▶ EXERCISE AIM: Reproduce the CSA quickstart guide below word for word, from its first line to its last.

-- BEGIN DOCUMENT SEGMENT --

Quickstart Guide
This guide will get you running your first CSA analysis in under 15 minutes. You’ll go from a basic configuration to analyzing crystal structure data.
Prerequisites
Before starting, ensure you have:
✅ CSA installed (see Installation)
✅ CCDC license and CSD database access
✅ Virtual environment activated
# Activate your CSA environment
source csa_env/bin/activate # macOS/Linux
csa_env\Scripts\activate # Windows
The Five-Stage CSA Pipeline
CSA transforms CSD data through five stages:
Family Extraction - Query CSD for structure families
Similarity Clustering - Group similar crystal packings
Representative Selection - Choose optimal structures
Data Extraction - Extract detailed structural data
Feature Engineering - Compute advanced descriptors
Let’s run through each stage with your first analysis.
Step 1: Create Your Configuration
Create a Simple Configuration
Create a file named my_first_analysis.json:
{
"extraction": {
"data_directory": "../my_first_csa_run/",
"data_prefix": "small_hydrocarbons",
"actions": {
"get_refcode_families": true,
"cluster_refcode_families": true,
"get_unique_structures": true,
"get_structure_data": true,
"post_extraction_process": true
},
"filters": {
"structure_list": ["csd-unique"],
"crystal_type": ["homomolecular"],
"target_species": ["C", "H"],
"target_space_groups": ["P21/c","P-1"],
"target_z_prime_values": [1.0],
"molecule_weight_limit": 300.0,
"molecule_formal_charges": [0],
"unique_structures_clustering_method": "vdWFV"

-- END DOCUMENT SEGMENT --
-- BEGIN MATERIAL --

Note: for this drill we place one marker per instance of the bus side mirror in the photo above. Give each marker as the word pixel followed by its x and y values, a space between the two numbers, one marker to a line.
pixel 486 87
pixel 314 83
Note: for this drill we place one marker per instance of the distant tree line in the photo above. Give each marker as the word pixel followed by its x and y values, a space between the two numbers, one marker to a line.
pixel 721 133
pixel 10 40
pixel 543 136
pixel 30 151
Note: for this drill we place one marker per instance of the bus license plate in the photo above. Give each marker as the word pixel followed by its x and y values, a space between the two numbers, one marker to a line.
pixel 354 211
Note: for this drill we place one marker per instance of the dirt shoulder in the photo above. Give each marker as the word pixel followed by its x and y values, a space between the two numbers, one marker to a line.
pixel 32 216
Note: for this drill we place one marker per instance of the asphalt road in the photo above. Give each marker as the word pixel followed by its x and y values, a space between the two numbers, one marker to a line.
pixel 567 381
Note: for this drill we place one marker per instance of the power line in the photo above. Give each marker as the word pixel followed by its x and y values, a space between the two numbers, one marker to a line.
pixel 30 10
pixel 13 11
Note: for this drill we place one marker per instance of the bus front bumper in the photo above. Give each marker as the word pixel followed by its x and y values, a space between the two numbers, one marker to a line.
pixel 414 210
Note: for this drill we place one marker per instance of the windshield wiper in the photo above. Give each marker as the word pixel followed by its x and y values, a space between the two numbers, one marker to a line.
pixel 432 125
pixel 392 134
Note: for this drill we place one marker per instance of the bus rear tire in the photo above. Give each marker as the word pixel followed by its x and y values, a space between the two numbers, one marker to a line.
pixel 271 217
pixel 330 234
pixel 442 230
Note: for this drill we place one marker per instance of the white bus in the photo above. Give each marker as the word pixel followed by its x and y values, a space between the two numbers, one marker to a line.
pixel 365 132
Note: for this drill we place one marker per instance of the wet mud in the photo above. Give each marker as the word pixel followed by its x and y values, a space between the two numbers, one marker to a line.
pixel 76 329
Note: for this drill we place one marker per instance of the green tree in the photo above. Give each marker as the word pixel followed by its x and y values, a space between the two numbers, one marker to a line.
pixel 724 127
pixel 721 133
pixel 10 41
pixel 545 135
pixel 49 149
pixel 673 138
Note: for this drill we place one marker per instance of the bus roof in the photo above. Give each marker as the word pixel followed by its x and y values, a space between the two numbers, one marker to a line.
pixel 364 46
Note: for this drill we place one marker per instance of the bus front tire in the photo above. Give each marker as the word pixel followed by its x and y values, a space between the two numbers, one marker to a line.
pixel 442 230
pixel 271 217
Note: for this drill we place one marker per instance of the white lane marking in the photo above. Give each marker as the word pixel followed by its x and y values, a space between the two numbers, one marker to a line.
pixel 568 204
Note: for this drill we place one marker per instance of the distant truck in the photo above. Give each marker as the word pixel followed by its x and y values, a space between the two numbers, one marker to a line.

-- END MATERIAL --

▶ EXERCISE OUTPUT:
Quickstart Guide
This guide will get you running your first CSA analysis in under 15 minutes. You’ll go from a basic configuration to analyzing crystal structure data.
Prerequisites
Before starting, ensure you have:
✅ CSA installed (see Installation)
✅ CCDC license and CSD database access
✅ Virtual environment activated
# Activate your CSA environment
source csa_env/bin/activate # macOS/Linux
csa_env\Scripts\activate # Windows
The Five-Stage CSA Pipeline
CSA transforms CSD data through five stages:
Family Extraction - Query CSD for structure families
Similarity Clustering - Group similar crystal packings
Representative Selection - Choose optimal structures
Data Extraction - Extract detailed structural data
Feature Engineering - Compute advanced descriptors
Let’s run through each stage with your first analysis.
Step 1: Create Your Configuration
Create a Simple Configuration
Create a file named my_first_analysis.json:
{
"extraction": {
"data_directory": "../my_first_csa_run/",
"data_prefix": "small_hydrocarbons",
"actions": {
"get_refcode_families": true,
"cluster_refcode_families": true,
"get_unique_structures": true,
"get_structure_data": true,
"post_extraction_process": true
},
"filters": {
"structure_list": ["csd-unique"],
"crystal_type": ["homomolecular"],
"target_species": ["C", "H"],
"target_space_groups": ["P21/c","P-1"],
"target_z_prime_values": [1.0],
"molecule_weight_limit": 300.0,
"molecule_formal_charges": [0],
"unique_structures_clustering_method": "vdWFV"